Start of INFORMATION SHOWN

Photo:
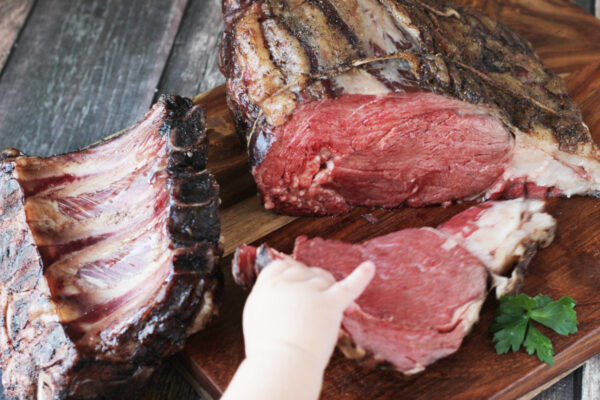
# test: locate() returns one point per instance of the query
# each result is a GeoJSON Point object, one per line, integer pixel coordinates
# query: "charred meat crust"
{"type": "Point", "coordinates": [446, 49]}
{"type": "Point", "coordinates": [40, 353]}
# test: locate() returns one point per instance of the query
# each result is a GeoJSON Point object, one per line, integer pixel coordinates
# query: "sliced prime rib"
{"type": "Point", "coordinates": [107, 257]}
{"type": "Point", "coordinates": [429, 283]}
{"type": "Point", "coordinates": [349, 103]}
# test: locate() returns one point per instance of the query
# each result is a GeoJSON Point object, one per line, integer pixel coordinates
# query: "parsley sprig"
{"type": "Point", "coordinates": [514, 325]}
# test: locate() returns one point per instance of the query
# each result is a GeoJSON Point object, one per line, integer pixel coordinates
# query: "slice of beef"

End of INFORMATION SHOWN

### THE PROBLEM
Convert the data items above into a JSON list of strings, one string for each line, with blank lines omitted. Leave out the pictures.

### RESULT FOR THIS EXERCISE
[
  "Photo:",
  "# test: locate() returns one point per instance of the query",
  "# each result is a GeoJSON Point object, one per line, integer pixel coordinates",
  "# query: \"charred meat crust\"",
  "{\"type\": \"Point\", \"coordinates\": [446, 49]}",
  "{\"type\": \"Point\", \"coordinates\": [40, 353]}",
  "# test: locate() returns one point per instance of the query",
  "# each result is a GeoJSON Point object, one per line, integer pixel coordinates",
  "# query: \"sliced prime rib\"",
  "{\"type\": \"Point\", \"coordinates\": [107, 257]}",
  "{\"type\": \"Point\", \"coordinates\": [429, 283]}",
  "{\"type\": \"Point\", \"coordinates\": [349, 103]}",
  "# test: locate() returns one point per instance of the query",
  "# each result is a GeoJSON Point object, one per line, integer pixel coordinates",
  "# query: \"parsley sprig\"",
  "{\"type\": \"Point\", \"coordinates\": [514, 325]}",
  "# test: locate() returns one point per instance of the query",
  "# each result is a GeoJSON Point object, one per line, integer pixel coordinates",
  "# query: \"slice of beef\""
]